> _WHAT YOU HAVE TO DO_: Reproduce only the lines of the material below that start at the line containing "Definition first: for each instance of the eskimos" and stop at the line containing "Definition first: for each instance of the raised". Keep both end lines.

> _PROVIDED INFORMATION_:

########################################

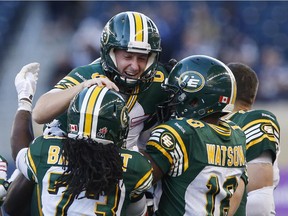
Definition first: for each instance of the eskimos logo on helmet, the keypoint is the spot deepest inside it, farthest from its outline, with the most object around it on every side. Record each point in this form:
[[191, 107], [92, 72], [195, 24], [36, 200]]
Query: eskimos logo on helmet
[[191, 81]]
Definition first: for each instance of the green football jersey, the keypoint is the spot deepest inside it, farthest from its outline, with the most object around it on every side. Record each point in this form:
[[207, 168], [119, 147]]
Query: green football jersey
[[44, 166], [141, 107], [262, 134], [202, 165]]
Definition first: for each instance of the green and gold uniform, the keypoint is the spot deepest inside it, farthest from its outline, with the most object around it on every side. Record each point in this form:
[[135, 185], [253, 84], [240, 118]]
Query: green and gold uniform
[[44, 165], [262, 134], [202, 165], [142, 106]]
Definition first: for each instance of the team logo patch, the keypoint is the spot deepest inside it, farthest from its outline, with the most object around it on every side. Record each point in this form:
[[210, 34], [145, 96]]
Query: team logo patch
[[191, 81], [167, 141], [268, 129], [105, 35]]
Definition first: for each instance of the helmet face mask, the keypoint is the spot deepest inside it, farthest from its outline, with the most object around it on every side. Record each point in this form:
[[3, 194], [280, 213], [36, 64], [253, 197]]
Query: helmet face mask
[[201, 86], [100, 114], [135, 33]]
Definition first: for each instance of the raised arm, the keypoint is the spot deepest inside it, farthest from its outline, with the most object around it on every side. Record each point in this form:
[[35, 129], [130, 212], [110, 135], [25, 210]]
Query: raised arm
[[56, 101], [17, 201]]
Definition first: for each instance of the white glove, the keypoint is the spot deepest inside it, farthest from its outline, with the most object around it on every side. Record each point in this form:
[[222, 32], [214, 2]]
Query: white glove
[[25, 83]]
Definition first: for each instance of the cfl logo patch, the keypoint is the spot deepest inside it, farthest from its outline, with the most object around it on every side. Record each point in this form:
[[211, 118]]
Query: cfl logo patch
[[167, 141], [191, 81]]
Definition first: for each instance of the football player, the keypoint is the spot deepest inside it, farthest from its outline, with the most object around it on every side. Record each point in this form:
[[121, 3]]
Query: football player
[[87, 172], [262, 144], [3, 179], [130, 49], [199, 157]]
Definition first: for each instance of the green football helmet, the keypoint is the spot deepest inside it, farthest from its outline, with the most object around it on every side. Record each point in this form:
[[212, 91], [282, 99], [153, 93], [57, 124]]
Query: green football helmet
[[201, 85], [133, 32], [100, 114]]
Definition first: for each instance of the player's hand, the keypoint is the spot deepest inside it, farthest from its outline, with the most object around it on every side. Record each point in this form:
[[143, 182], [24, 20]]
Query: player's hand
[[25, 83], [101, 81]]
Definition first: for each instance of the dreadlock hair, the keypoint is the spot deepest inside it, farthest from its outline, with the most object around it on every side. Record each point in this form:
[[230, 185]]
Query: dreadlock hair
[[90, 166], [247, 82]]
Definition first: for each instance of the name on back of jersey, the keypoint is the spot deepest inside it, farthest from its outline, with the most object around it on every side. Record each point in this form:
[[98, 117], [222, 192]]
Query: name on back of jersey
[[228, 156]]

########################################

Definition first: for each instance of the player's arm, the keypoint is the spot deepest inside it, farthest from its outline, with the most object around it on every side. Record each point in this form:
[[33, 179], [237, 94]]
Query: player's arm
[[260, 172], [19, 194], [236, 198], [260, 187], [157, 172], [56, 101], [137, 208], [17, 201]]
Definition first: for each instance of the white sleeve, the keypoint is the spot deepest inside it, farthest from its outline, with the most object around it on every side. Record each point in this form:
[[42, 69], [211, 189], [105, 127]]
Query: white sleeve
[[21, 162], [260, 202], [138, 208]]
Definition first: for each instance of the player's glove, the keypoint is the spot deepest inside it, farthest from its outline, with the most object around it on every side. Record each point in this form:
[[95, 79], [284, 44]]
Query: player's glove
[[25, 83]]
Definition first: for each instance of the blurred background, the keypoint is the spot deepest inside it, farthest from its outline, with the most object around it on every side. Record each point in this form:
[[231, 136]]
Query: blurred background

########################################

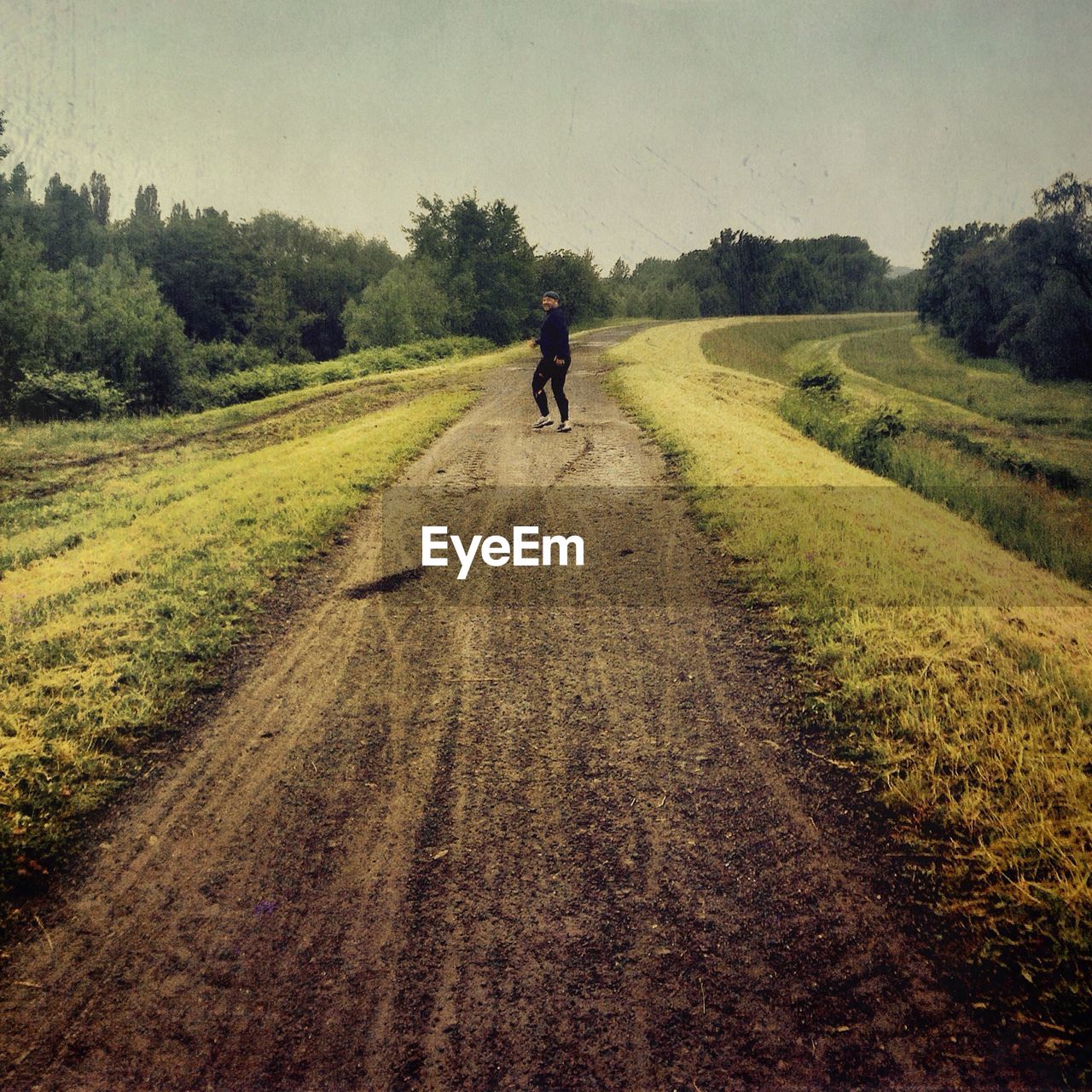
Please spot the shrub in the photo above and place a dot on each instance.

########################################

> _EXERCISE SOLUTION_:
Definition first: for each instance of the eskimos logo on helmet, the keypoint is the spot deepest inside it, farthest from its outline, with the most object around it on every side. Record each point in this form:
[[191, 107], [92, 72], [195, 24], [36, 200]]
Query: eskimos logo on helmet
[[191, 81]]
Definition first: for each instance of the green football jersey, the keypoint is the spot deepest inside it, farthest from its outline, with the most object around it on every side. Record each point in this form:
[[207, 168], [119, 147]]
Query: green football jersey
[[44, 166], [141, 107], [262, 134], [202, 165]]
Definition first: for each instance of the green and gold uniform, the keypoint is the spot deepest inside it, farthest from its outline, with the most object around it on every side. Record each point in this form:
[[135, 185], [253, 84], [240, 118]]
Query: green and gold uniform
[[44, 165], [262, 134], [202, 165], [142, 106]]
Definition first: for each instance of the team logo patch, the keypoint is the spot deepest inside it, farthest from its outline, with the most object around it on every side. Record each point in this form:
[[210, 34], [145, 96]]
Query: team logo patch
[[191, 81], [167, 141], [268, 129], [105, 35]]
Definition first: for each instance of the helmet face mask, the keypoint is the spot deepest inside it, farthest from its outline, with the most object around it on every side. Record each point in this form:
[[3, 194], [280, 213], [36, 64], [253, 197]]
Query: helmet face mask
[[201, 86], [100, 114], [135, 33]]
Definition first: for each instance of the raised arm, the keypoint is the spot deepest inside it, farthest from its outline, with the most object around it on every side. Record each point in this form:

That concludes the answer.